• WORK TO COMPLETE
Please convert the records below into a JSON list of strings, with one string per line and no entries for blank lines.

• SOURCE MATERIAL
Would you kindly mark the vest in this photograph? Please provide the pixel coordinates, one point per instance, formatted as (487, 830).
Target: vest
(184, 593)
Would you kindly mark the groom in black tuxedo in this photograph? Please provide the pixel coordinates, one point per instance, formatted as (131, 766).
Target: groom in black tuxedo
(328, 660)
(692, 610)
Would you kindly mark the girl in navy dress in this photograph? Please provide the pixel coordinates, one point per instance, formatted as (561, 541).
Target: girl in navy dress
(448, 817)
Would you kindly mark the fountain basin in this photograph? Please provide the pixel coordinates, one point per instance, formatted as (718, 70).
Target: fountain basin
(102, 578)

• SOLVED EXERCISE
[
  "Would you kindly mark the vest in this photograph? Please provide the pixel coordinates, one point per instance, formatted as (487, 830).",
  "Target: vest",
  "(184, 593)",
  "Would you kindly mark the groom in black tuxedo in this photograph? Please provide the pixel coordinates, one point per instance, formatted as (131, 766).",
  "Target: groom in black tuxedo",
  "(328, 660)",
  "(692, 610)",
  "Would you kindly mark the girl in navy dress in this photograph? Please provide the pixel coordinates, one point per instance, formatted as (561, 541).",
  "Target: girl in navy dress",
  "(448, 817)",
  "Would you kindly mark the fountain basin in this photograph? Please provide the pixel coordinates, one point per instance, formatted as (718, 70).",
  "Target: fountain basin",
  "(102, 578)"
]